### PROMPT A
Scale the rows of labeled points from the start of the rows up to and including the line with "x=488, y=192". Give all of those lines again, requests included, with every x and y coordinate in the answers multiplied by 1.35 and rounded to a whole number (halves round up), and leave the pictures out.

### PAGE EXCERPT
-- Begin --

It was towards the end of June and my one year foundation course in physics and mathematics was drawing to a close. I had worked really hard on my course and I felt proud of my achievement.
As I was thinking of how to celebrate its completion, I was reminded of a special ritualistic celebration that I would have been doing on similar occasions just a couple of years earlier and I immediately knew how I was going to celebrate this one.
In the Charedi community I grew up in, finishing a significant portion of learning was a big deal and was celebrated with a special siyyum ritual, in which the one making the siyyum would recite a prescribed prayer, expressing their love of learning and their commitment to Torah. I no longer belong to that community and I completely disagree with its worldview, but I do still share their love for learning, albeit in a very different way and in very different subject areas.
As a secularist, I was not going to have God mentioned at my completion celebration and this meant that I had to update the traditional siyyum liturgy, which is — as you would expect — full of theistic language. However, after a little bit of tweaking, what was left of the traditional text was surprisingly reflective of the way I relate to knowledge and its study.
The attitude towards learning that was infused in me during my frum childhood and which continues to accompany me now in my secular life is unlike anything I have seen in the secular world or in the wider Jewish community. I think if the Charedi community has anything to teach us, it is its love for learning and of discovering the truth hidden in the texts.
In the yeshivot I attended, Torah — which translates as “teachings” —was referred to as an independent being, a metaphysical entity. One could get to know this being and build a relationship with her and we were encouraged to do so. I may relate to this now more on a metaphorical level, whereas in the past I would take it literally; I may translate “Torah” more broadly now to include all areas of knowledge and not just traditional Jewish studies, but this model of thinking of knowledge and learning is still how I choose to refer to my studies, as it expresses the power and importance of knowledge.
I recall with nostalgia how after every lecture in yeshivah, we boys would rush over to the lectern where the lecturer, the dean of the yeshivah, would stand with an otherworldly grace, ready to take on any challenges or criticisms that were sure to come his way. Respect, civility, manners — all became irrelevant in the face of the pursuit for truth.
The lecturer would be mercilessly harassed with refutations, contradictions and inconsistencies, with boys often pestering him all the way to his house. I once forgot myself and acted in line with this model of learning at a secular philosophy lecture. It did not go down well.

-- End --

(Rows of labeled points)
-- Begin --

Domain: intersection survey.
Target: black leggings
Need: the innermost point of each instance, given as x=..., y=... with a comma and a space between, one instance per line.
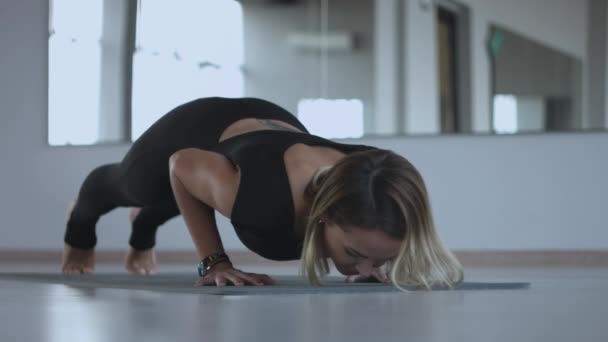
x=141, y=179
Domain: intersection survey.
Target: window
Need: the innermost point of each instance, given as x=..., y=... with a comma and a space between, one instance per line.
x=332, y=118
x=74, y=71
x=196, y=52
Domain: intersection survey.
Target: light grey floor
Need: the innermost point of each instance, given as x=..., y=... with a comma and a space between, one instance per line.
x=563, y=304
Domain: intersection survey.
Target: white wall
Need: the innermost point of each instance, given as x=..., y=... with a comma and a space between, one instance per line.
x=488, y=192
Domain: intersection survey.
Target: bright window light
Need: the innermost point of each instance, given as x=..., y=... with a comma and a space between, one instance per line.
x=74, y=72
x=186, y=49
x=505, y=114
x=332, y=118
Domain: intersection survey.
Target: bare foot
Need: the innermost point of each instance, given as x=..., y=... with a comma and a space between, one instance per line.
x=141, y=262
x=77, y=260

-- End --

### PROMPT B
Reproduce the passage of the essay about the siyyum celebration from "I recall with" up to and including "go down well.".

### FINISHED ANSWER A
Domain: intersection survey.
Target: black leggings
Need: the innermost point of each instance, given as x=..., y=... with a comma and a space between, one instance per line.
x=190, y=242
Domain: intersection survey.
Target: window
Need: the innermost point of each instance, given as x=..., y=... with a comma and a space between, one instance per line.
x=448, y=159
x=100, y=96
x=265, y=70
Domain: intersection survey.
Target: light grey floor
Need: the innermost point of each instance, given as x=..., y=... with a comma and a space between, one instance per line.
x=760, y=410
Domain: intersection survey.
Target: white wall
Need: the innermost point of each instance, given as x=..., y=... with a comma and a space between, one instance per line.
x=659, y=259

### FINISHED ANSWER B
I recall with nostalgia how after every lecture in yeshivah, we boys would rush over to the lectern where the lecturer, the dean of the yeshivah, would stand with an otherworldly grace, ready to take on any challenges or criticisms that were sure to come his way. Respect, civility, manners — all became irrelevant in the face of the pursuit for truth.
The lecturer would be mercilessly harassed with refutations, contradictions and inconsistencies, with boys often pestering him all the way to his house. I once forgot myself and acted in line with this model of learning at a secular philosophy lecture. It did not go down well.